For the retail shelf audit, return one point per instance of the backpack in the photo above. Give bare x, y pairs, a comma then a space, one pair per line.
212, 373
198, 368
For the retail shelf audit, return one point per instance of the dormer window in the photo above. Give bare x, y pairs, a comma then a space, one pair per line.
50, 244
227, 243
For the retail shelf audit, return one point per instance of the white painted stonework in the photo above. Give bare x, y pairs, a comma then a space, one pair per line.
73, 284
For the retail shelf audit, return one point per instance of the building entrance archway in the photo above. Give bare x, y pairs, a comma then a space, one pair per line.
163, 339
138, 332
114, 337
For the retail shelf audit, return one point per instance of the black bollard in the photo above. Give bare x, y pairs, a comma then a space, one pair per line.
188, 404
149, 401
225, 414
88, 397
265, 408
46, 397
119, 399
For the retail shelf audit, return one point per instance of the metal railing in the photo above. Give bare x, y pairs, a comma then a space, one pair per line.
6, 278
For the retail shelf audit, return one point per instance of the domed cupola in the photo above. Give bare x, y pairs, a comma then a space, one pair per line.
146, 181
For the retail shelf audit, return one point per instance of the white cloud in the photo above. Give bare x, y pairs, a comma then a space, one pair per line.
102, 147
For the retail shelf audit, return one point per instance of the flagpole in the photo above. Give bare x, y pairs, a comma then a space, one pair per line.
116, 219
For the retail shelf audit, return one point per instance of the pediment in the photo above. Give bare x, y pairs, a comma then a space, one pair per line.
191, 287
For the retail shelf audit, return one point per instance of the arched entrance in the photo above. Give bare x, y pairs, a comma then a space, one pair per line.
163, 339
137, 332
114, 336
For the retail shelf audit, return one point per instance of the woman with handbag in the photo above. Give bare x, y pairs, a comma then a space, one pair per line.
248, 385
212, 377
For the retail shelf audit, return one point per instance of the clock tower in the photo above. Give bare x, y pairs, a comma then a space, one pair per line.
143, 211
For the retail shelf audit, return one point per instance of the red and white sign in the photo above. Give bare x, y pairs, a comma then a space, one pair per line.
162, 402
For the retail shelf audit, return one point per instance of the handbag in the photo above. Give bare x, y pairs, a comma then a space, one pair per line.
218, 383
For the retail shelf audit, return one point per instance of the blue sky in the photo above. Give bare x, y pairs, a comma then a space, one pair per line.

TASK STATEMENT:
Scale the lines starting at the one that contains "of the handbag" and continuing through the end of the listing, and reproduce only those lines with the requests included. Multiply each point coordinate in the answers by 1.1 and round it to a whole number, with halves rounded up.

EXERCISE OUTPUT:
For the retail shelf audit, return one point per instance of the handbag in the photo above. Give bare x, y pairs, a comma then a space, one pair per line.
240, 421
For the retail shelf audit, return one point per instance of the blue sky in the photo above. Give bare x, y pairs, a comma then a space, one pair per line.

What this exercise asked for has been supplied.